Aufgabe → Führen Sie den Bericht über den Prozess um den Tod des zweijährigen Daniel im Anschluss an seinen letzten Satz weiter.

Lesetext →

⟨

Entsetzen über das grausame Martyrium des kleinen Daniel

Am Freitag hat der Prozess gegen die Mutter und ihren Ex-Freund begonnen. Ihnen wird vorgeworfen, den Zweijährigen zu Tode gequält zu haben.

Erkrath / Wuppertal. „Was kann ein Kinderkörper ertragen? Wann ist Schluss?“ Der Rechtsmediziner, der diese Fragen am Freitagvormittag vor dem Wuppertaler Landgericht stellt, ist einiges gewöhnt. Doch was der Körper des gerade zwei Jahre alten Daniel G. aus Erkrath an Verletzungen aufwies, als er ihn im Mai vergangenen Jahres obduziert hat, ist auch für ihn unfassbar.

Kaum eine Stelle von Daniels Körper war unversehrt: Die Brustwarzen seien fast abgerissen gewesen. An den Genitalien hätten sich massive Einblutungen gefunden. Der Rücken wies großflächige Verbrennungen zweiten Grades auf, am Kopf klaffte eine offene Wunde. Dazu kamen schwere innere Verletzungen. „In der Gesamtheit der Verletzungen hätte das unterernährte Kind dies etwa eine Stunde überleben können“, sagte der Gutachter am Freitag zum Prozessauftakt.

Laut Staatsanwaltschaft soll der damalige 23-jährige Lebensgefährte von Daniels Mutter dem Zweijährigen diese Verletzungen zugefügt haben. Er muss sich wegen Körperverletzung mit Todesfolge verantworten. Daniels Mutter steht vor Gericht, weil sie das brutale Treiben toleriert haben soll.

Zum Prozessauftakt wies der 23-Jährige — er sitzt seit Mai 2010 in U-Haft — die Vorwürfe von sich. „Ich habe Daniel nicht verletzt, nicht geschlagen“, beteuerte er. „Der liebe Gott weiß das.“ Der Angeklagte mit den kurzen Haaren und dem fast noch kindlichen Gesicht wirkt angestrengt höflich, wenn er die Fragen des Gerichts beantwortet.

Er kann genaue Uhrzeiten nennen, gibt sich als fürsorglicher Partner und schildert die angebliche Gewalt in der Familie seiner damaligen Freundin als „Horror“. So hätten die größeren Töchter (10, 12) die kleinen Geschwister (ein achtjähriges Mädchen und Daniel) geschlagen, manchmal sogar mit einem Gürtel. Auch seine Freundin habe die Kinder immer wieder geschlagen.

⟩

Extrahierte Datensätze →
⟨

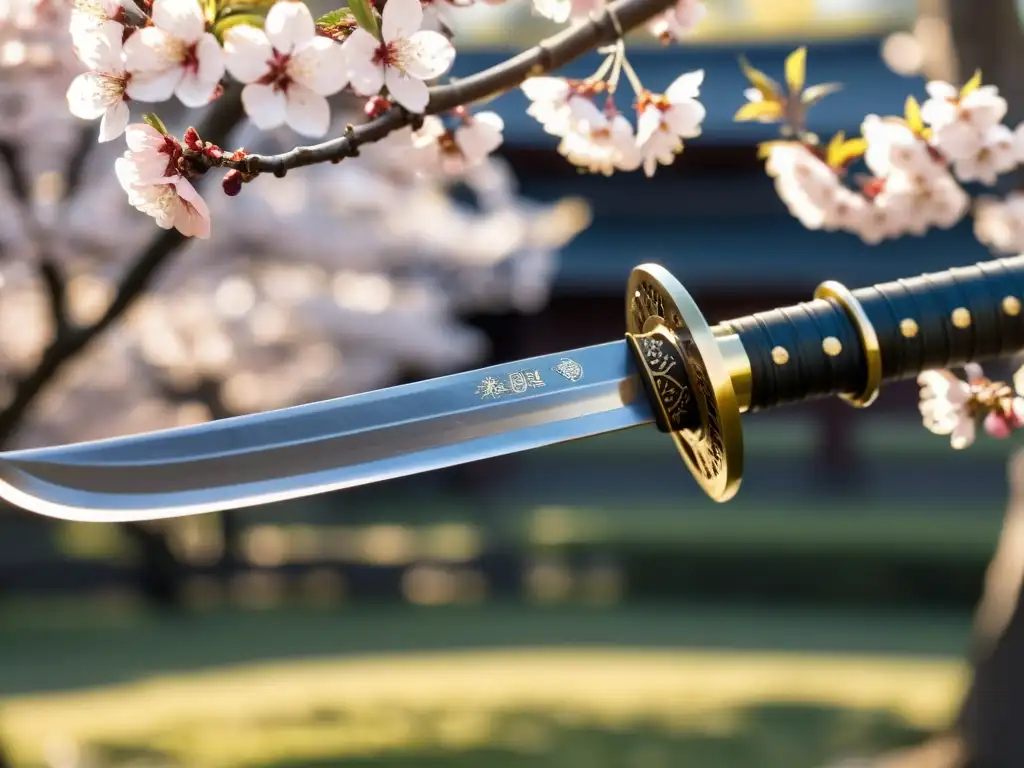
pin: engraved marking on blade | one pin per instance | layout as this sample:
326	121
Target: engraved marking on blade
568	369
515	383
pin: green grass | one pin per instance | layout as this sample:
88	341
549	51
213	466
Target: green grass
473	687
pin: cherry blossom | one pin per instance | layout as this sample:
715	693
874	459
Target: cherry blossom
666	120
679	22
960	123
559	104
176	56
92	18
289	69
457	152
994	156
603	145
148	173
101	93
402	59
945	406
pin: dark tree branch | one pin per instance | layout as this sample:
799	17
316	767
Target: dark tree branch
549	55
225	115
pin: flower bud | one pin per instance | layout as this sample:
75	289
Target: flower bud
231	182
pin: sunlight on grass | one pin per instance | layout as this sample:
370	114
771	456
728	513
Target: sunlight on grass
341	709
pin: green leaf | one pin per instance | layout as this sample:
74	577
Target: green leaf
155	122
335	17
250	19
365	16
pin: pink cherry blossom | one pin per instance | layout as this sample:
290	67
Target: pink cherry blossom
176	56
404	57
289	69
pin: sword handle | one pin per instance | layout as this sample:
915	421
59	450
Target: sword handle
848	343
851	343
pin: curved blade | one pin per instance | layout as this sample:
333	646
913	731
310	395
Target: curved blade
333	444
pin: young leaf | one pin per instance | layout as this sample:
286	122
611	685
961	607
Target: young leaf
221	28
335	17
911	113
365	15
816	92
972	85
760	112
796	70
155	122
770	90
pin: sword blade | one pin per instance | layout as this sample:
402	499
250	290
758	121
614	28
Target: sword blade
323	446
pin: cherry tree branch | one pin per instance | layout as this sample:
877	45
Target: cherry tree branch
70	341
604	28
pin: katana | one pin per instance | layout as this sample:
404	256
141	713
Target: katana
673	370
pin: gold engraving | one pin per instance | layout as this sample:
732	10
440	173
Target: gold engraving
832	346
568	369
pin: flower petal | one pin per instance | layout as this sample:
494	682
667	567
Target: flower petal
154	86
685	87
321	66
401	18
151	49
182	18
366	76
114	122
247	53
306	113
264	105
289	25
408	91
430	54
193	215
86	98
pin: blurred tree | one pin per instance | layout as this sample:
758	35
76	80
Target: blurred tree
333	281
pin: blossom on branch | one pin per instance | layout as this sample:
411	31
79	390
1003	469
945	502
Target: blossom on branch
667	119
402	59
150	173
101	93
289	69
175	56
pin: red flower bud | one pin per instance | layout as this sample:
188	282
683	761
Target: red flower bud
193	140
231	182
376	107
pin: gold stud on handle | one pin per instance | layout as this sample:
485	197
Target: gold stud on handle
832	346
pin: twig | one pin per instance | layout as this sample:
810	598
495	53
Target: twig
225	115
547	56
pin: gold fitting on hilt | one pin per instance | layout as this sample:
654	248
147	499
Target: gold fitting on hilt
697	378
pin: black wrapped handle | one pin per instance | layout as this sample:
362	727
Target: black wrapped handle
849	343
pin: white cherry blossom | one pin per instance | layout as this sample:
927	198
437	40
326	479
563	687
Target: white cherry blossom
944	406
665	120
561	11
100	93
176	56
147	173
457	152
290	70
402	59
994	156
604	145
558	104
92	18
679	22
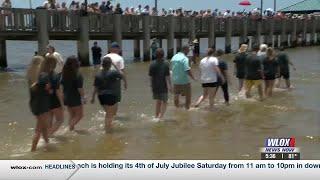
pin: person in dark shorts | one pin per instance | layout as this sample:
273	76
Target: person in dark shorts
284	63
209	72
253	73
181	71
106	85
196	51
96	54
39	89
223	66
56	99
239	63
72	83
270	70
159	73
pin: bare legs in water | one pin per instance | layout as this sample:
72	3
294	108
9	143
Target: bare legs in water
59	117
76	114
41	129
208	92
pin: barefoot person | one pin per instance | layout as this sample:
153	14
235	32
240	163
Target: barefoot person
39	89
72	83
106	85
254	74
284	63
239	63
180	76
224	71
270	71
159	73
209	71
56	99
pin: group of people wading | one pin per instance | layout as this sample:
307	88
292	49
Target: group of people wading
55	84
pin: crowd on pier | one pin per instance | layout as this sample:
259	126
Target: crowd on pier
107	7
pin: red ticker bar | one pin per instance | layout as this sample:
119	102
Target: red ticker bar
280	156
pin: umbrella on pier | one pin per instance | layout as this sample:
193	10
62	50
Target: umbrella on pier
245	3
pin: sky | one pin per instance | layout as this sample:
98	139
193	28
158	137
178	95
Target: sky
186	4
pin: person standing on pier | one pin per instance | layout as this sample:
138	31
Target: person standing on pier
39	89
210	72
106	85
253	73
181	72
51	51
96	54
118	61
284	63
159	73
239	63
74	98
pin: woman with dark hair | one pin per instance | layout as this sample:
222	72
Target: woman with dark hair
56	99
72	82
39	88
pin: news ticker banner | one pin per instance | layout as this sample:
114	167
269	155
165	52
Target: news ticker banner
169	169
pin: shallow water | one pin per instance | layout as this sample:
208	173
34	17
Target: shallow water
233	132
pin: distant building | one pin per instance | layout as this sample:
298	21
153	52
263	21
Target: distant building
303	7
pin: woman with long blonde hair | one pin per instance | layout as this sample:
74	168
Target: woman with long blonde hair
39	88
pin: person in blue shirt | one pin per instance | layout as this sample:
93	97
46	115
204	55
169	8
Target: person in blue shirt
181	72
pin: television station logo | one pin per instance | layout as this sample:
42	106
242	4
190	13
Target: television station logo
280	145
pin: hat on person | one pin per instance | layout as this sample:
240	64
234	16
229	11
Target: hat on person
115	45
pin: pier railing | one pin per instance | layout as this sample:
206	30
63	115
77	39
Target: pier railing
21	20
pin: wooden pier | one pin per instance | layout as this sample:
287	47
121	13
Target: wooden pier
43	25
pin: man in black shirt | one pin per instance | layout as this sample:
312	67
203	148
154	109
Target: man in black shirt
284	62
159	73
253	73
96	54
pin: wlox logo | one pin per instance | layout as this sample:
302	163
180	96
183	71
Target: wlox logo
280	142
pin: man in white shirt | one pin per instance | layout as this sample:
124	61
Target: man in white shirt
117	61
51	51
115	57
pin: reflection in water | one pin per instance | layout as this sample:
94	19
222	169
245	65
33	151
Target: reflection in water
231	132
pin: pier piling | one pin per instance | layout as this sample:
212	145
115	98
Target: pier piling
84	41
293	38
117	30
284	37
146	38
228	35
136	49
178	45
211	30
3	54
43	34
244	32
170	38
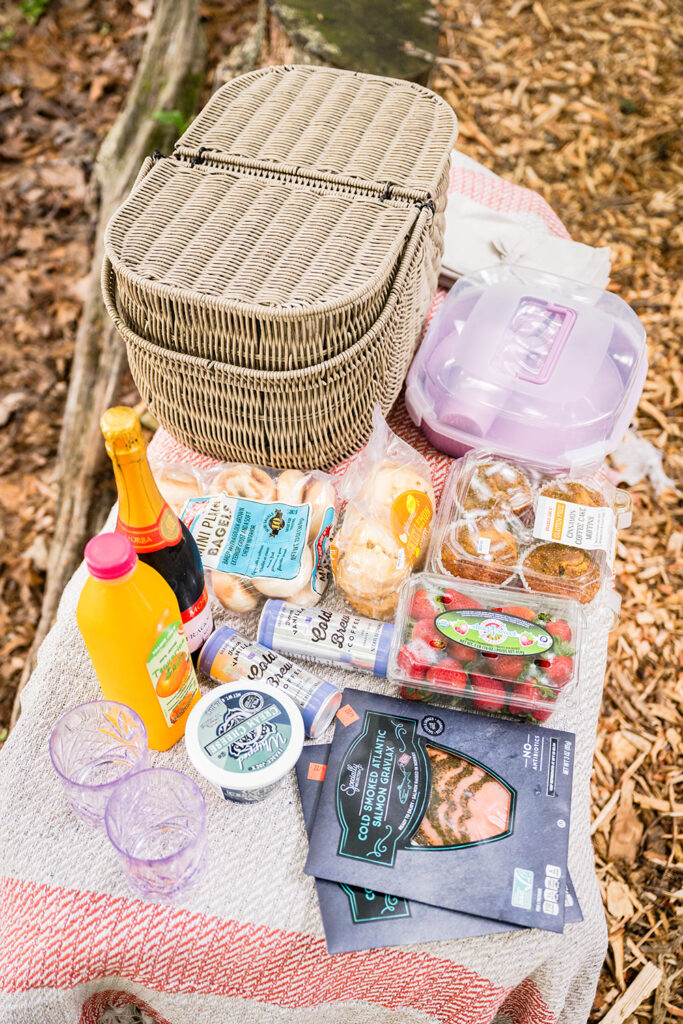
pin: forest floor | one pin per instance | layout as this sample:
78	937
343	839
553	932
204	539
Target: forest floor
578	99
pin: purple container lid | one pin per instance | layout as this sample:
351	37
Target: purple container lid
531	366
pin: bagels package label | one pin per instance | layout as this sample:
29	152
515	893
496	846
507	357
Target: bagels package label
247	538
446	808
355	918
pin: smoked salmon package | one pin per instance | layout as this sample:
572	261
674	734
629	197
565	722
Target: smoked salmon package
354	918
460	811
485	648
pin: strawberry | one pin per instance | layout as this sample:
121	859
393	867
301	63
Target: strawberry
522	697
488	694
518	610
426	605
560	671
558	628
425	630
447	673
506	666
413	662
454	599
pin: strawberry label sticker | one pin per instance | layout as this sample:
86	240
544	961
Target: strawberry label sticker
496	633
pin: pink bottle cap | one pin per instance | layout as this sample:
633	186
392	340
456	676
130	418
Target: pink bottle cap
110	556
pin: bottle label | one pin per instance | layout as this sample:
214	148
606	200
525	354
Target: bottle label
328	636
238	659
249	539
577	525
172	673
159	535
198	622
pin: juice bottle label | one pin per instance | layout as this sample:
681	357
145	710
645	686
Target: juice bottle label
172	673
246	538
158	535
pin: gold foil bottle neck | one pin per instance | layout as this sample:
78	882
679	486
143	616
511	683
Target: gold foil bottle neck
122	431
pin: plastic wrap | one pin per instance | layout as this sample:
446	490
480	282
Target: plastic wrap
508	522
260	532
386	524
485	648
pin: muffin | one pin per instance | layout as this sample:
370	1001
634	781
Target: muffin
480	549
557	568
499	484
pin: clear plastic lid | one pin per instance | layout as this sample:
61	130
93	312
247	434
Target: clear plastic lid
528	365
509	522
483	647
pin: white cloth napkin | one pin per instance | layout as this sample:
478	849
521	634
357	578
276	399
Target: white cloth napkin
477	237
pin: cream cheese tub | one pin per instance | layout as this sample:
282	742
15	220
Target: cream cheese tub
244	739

⟩
⟨

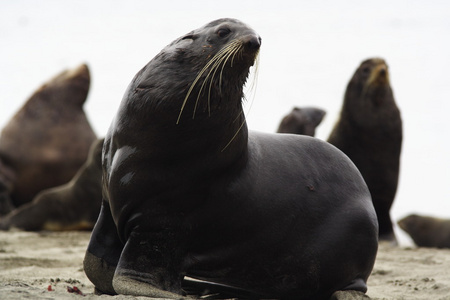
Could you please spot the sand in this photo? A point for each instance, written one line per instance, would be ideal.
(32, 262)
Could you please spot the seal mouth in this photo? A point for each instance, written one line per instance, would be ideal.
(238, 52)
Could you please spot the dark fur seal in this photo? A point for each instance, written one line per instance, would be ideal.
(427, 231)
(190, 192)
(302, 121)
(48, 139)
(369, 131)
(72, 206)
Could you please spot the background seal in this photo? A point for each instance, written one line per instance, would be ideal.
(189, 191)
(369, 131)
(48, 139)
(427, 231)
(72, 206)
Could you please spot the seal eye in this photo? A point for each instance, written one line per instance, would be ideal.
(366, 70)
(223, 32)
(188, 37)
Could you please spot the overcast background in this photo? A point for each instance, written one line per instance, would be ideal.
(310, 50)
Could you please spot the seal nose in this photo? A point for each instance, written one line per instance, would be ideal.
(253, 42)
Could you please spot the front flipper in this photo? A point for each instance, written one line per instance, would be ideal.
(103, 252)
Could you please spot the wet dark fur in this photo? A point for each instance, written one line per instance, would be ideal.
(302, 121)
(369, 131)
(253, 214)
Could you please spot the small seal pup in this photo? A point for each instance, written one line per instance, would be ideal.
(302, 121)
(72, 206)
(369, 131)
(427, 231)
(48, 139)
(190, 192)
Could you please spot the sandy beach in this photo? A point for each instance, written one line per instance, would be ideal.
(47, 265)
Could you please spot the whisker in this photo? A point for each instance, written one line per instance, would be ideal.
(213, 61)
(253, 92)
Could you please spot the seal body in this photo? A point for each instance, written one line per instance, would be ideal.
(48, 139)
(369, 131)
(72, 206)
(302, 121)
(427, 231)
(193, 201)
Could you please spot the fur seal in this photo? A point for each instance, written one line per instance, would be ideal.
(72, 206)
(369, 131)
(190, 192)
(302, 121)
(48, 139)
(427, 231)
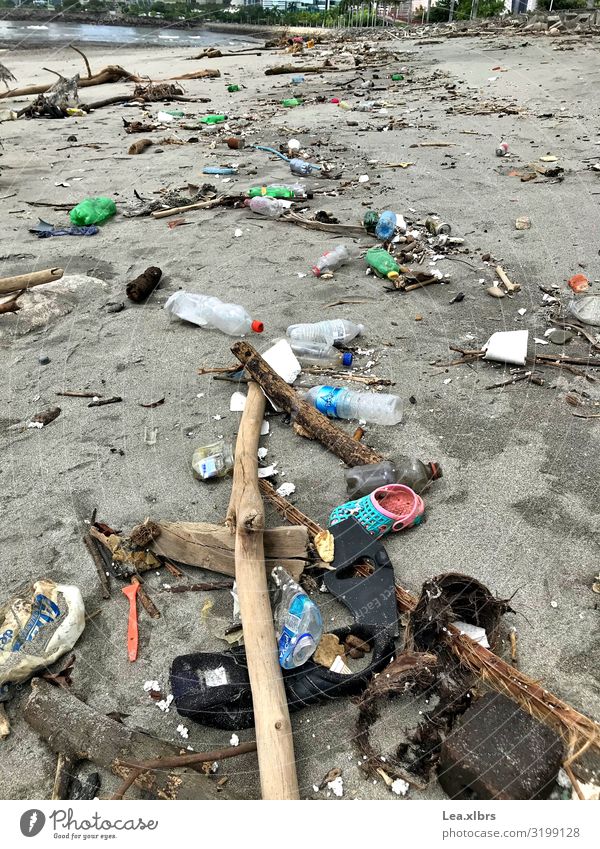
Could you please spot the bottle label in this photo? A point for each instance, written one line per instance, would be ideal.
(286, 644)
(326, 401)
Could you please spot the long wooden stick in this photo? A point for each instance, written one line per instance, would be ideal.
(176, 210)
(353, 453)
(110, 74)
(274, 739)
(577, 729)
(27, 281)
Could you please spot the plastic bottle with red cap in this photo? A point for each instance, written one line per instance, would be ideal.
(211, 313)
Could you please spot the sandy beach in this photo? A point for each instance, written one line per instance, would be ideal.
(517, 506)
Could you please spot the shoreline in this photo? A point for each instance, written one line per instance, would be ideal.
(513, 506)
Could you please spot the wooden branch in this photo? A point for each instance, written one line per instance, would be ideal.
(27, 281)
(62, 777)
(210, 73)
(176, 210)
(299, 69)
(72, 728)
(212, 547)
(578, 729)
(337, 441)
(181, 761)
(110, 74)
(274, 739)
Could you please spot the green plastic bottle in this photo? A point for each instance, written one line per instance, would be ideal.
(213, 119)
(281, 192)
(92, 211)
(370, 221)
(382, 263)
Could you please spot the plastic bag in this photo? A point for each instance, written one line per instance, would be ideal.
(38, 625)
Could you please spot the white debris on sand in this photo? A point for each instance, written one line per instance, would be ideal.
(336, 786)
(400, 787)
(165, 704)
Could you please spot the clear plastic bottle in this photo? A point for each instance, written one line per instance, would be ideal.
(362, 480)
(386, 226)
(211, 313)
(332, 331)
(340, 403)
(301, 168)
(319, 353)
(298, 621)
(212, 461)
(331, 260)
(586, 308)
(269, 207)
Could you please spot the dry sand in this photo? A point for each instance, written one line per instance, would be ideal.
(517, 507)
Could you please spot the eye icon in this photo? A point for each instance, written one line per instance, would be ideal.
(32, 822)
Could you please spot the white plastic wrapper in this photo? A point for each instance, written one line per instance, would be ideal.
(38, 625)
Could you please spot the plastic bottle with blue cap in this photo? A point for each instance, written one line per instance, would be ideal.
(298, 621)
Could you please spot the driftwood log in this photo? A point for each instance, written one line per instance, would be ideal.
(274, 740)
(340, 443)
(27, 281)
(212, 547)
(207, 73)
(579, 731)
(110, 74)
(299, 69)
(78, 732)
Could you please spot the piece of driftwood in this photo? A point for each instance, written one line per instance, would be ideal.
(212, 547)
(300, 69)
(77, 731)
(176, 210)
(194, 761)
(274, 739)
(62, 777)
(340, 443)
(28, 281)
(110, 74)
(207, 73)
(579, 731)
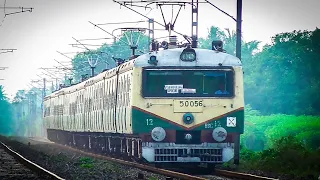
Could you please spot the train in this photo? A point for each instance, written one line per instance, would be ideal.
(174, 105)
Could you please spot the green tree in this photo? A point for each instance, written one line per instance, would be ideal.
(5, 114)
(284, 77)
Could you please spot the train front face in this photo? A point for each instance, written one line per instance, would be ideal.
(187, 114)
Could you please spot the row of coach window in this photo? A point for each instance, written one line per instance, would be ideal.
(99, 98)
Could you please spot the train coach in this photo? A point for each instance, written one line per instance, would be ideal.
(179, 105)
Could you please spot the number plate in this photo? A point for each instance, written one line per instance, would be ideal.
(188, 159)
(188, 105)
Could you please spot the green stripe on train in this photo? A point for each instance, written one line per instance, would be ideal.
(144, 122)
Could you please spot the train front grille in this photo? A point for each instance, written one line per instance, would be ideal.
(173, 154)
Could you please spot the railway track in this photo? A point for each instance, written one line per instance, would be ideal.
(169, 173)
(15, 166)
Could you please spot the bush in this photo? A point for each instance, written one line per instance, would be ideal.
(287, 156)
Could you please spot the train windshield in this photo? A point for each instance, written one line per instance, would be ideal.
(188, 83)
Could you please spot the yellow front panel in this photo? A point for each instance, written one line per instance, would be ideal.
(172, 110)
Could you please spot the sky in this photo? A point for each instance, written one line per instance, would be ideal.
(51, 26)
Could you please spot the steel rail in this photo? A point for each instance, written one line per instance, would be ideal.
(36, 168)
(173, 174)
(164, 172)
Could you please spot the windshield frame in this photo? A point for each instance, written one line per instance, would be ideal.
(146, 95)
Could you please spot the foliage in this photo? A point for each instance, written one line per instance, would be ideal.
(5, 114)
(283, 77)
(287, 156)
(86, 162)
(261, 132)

⟩

Lösung →
Von Emotionen ist bei dem 23-Jährigen währenddessen nichts zu spüren. Mehrfach fordert ein psychiatrischer Gutachter ihn auf, seine Gefühle für den kleinen Daniel zu schildern. Immerhin habe er angegeben, das Kind geliebt zu haben, und er habe die Misshandlungen gesehen. Dazu fällt dem 23-Jährigen nichts ein. Er habe geschwiegen — „schließlich sind es ihre Kinder gewesen, und ich habe keinen Streit gewollt“.

Genau vor ihm sitzt Daniels Mutter — den Kopf gesenkt, zusammengekauert. „Ich habe schwere Schuld auf mich geladen“, lässt sie von ihrem Anwalt verlesen. Sie selbst habe Daniel zwar kein Haar gekrümmt — aber: „Ich hätte ihn schützen müssen.“ Das habe sie versäumt, weil sie in ihren damals neuen Freund zu verliebt gewesen sei.

Das Paar hatte sich im Internet kennen gelernt. Am 13. März 2010 trafen sich die beiden zum ersten Mal. Bereits zwei Tage später sei der junge Mann bei ihr eingezogen. Ihre vier Kinder seien damit überfordert gewesen, räumte die Frau ein.

Immer wieder bricht die 31-Jährige im Gerichtssaal in Tränen aus. Einmal habe sie an Daniel blaue Flecken entdeckt, ihr Freund habe gestanden, dass ihm die Hand ausgerutscht sei. Er habe Besserung versprochen. „Da hätte ich ihn wegschicken müssen“, sagt sie. Sie tat es nicht.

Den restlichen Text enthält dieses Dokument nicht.